The records below need to be copied in full. Match them exactly.

Top of Supplied records

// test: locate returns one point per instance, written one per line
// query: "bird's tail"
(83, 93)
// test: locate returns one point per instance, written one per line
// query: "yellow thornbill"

Bottom of Supplied records

Task answer>
// test: locate returns one point per instance, written one per line
// query: "bird's tail"
(83, 93)
// test: locate returns one point per instance, written one per line
// query: "yellow thornbill"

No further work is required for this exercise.